Stored items from a collection
------------
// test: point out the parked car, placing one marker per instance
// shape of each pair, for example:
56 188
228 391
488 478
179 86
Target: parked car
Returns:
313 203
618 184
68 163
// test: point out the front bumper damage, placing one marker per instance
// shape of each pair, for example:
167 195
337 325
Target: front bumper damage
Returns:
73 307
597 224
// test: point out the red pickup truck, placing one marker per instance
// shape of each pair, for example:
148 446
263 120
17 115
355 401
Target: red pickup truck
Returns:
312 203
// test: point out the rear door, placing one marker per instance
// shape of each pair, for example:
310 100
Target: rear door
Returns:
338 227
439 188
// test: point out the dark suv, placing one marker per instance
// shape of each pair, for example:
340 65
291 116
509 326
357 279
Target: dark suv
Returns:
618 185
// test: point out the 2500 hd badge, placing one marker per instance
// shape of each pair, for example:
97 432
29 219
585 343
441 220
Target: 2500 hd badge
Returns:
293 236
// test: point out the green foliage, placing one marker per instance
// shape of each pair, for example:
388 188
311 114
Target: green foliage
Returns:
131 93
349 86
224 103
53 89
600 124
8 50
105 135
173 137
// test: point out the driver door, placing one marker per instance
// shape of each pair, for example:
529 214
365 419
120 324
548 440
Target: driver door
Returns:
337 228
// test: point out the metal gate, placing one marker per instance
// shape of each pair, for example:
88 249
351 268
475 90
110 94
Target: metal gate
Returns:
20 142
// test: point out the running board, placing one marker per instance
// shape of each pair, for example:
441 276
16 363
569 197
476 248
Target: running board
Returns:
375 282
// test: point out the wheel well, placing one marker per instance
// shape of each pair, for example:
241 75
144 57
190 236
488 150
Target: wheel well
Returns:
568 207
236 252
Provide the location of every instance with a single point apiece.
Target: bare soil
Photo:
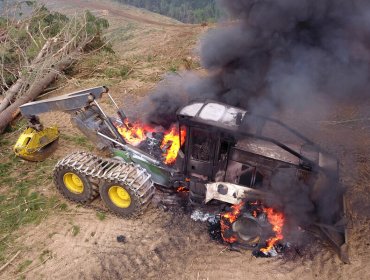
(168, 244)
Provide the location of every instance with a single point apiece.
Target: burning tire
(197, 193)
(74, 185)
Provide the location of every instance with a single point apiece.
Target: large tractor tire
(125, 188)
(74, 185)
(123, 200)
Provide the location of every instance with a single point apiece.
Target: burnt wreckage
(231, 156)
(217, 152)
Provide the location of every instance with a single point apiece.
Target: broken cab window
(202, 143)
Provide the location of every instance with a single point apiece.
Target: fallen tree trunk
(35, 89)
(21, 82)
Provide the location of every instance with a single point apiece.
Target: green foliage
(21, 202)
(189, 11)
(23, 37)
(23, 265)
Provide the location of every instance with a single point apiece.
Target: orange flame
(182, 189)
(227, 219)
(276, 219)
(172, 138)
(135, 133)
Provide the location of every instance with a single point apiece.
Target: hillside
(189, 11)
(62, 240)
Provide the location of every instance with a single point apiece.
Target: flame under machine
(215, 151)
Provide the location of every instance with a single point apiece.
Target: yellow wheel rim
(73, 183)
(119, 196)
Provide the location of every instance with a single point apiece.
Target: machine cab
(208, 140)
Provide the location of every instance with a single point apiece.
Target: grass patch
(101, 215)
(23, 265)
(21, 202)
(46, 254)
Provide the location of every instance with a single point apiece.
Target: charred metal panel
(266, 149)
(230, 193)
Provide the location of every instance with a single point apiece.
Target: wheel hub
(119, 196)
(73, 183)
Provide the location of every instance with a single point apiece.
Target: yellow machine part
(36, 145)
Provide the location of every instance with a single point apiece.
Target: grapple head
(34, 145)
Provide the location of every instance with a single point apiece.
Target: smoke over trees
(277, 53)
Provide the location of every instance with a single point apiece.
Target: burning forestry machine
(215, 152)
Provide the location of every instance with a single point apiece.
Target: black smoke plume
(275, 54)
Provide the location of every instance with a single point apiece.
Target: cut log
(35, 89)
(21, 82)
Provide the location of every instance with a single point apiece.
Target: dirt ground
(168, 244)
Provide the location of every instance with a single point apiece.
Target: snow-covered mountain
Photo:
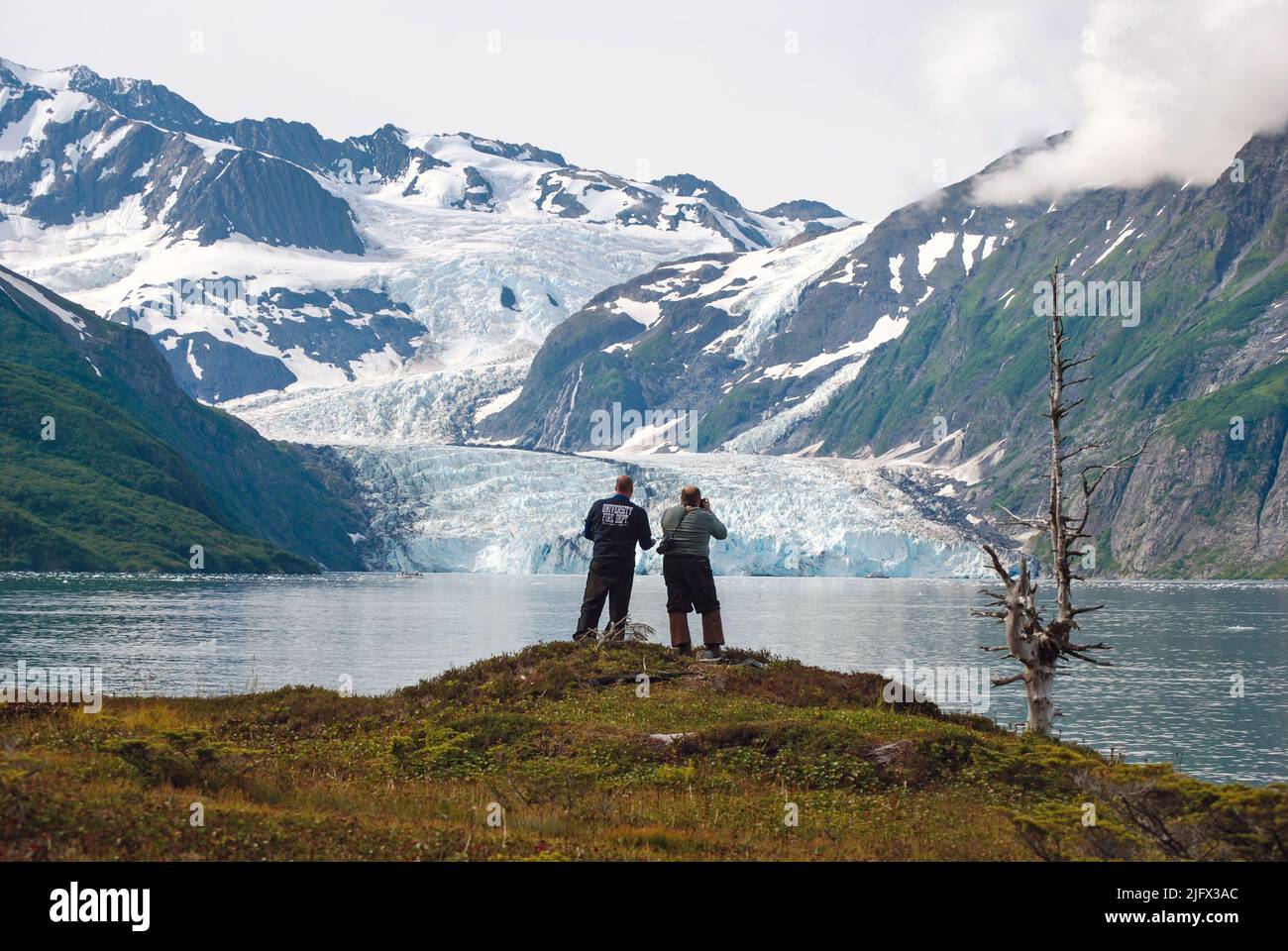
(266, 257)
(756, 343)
------------
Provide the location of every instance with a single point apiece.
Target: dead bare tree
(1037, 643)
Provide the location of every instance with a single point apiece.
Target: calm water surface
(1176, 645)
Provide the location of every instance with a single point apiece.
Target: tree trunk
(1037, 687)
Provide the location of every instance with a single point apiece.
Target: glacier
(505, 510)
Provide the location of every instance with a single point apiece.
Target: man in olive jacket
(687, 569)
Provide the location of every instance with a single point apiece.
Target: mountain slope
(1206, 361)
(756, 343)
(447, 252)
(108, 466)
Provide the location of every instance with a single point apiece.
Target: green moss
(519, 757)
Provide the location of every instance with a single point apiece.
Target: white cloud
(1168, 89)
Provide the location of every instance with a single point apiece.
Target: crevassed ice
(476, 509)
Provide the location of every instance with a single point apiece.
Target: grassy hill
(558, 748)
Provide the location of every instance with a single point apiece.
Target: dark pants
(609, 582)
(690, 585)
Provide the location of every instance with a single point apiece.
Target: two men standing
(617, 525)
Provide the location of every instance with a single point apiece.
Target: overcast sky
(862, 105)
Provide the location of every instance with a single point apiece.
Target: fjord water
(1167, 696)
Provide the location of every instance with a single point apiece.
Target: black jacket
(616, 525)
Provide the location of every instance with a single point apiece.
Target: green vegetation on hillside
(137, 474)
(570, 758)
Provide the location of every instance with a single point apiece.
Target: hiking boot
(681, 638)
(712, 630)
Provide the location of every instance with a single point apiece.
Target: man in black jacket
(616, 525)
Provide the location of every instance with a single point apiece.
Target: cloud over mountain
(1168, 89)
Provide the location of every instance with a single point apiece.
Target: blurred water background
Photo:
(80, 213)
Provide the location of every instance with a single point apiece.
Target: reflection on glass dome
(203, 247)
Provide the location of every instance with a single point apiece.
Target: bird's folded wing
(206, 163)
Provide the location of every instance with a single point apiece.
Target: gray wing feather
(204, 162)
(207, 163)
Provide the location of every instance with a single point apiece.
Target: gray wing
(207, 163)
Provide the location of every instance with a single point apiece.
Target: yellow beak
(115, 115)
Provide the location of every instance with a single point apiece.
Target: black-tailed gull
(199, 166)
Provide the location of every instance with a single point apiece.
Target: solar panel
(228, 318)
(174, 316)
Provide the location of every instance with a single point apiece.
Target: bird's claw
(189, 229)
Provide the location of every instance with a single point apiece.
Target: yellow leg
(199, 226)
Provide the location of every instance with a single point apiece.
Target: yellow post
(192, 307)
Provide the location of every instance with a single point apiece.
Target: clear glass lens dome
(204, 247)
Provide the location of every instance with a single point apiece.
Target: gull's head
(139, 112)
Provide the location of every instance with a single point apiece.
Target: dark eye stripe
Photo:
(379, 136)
------------
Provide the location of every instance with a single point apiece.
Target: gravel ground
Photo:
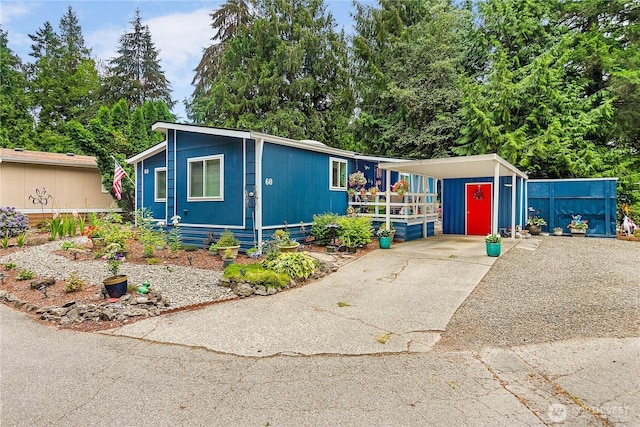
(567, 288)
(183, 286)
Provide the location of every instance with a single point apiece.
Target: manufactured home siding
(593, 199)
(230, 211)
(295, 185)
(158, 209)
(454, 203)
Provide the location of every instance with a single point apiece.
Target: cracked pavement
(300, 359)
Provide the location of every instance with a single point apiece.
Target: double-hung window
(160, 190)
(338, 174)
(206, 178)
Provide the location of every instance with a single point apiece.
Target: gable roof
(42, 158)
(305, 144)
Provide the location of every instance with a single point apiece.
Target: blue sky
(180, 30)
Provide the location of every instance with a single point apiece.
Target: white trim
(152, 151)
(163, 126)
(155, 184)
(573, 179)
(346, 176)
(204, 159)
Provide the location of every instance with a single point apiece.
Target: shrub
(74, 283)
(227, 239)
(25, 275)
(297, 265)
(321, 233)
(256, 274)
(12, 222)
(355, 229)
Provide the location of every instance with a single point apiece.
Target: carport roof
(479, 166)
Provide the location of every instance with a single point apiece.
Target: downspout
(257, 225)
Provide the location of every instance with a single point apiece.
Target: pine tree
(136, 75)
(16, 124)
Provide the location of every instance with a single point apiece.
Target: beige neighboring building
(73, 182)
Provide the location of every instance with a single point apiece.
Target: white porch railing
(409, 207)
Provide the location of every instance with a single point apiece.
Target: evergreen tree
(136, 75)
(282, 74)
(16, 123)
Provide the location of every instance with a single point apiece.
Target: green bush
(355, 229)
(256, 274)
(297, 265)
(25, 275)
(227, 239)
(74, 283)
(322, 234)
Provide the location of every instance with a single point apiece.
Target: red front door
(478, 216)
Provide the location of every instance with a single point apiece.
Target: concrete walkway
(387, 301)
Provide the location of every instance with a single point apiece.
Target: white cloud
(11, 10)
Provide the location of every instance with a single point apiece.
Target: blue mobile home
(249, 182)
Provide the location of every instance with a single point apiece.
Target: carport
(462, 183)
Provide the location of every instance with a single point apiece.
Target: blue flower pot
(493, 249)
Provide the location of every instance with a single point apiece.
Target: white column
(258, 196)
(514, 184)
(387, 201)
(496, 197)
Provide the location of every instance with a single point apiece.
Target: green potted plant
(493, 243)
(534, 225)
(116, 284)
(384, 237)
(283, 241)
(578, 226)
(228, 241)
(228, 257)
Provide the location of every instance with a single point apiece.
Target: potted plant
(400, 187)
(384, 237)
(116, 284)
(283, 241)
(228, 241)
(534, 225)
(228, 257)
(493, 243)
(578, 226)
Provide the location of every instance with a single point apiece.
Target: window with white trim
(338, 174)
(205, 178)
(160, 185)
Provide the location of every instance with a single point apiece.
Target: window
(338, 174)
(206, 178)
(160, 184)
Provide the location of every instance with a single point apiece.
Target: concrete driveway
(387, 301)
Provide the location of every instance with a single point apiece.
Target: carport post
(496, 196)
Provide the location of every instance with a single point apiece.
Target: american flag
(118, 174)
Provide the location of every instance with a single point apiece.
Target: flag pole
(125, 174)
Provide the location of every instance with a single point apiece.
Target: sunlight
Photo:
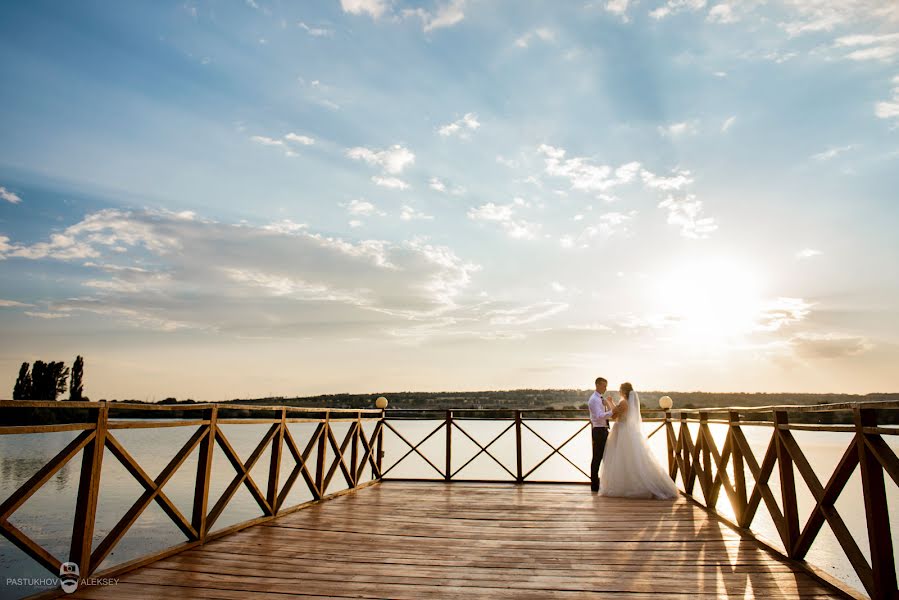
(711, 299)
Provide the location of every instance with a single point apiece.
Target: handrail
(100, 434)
------------
_Exercise prompt_
Write out exactly the lines above from the line with "car, placing one marker per instance" through the line with "badge, placing one marker per instance", both of them included, and leave out all other lines.

_Exercise solution_
// test: point out the parked car, placing one marker per instance
// shape of each pair, for example:
56 188
228 391
488 478
179 86
Target: parked car
Returns:
313 203
618 184
68 163
// test: point out the front bumper damage, placing one marker per instance
// shape of each pair, for example:
167 195
337 325
Target: front bumper damage
Returns:
73 307
597 224
// test: point out the red pickup truck, placing one marker per instance
// shape of each pair, for example:
148 446
263 120
17 115
355 401
Target: red pickup truck
Returns:
312 203
// test: point out the rear door, placing one marker per instance
// shape of each pair, for example:
310 100
Target: rear door
Returns:
338 227
439 188
// test: point out the dark suv, placing one marker per instance
// shape of each pair, for example:
340 65
291 116
509 326
357 279
Target: dark suv
Returns:
618 185
// test: point out the 2500 hd badge, placing one marker per instance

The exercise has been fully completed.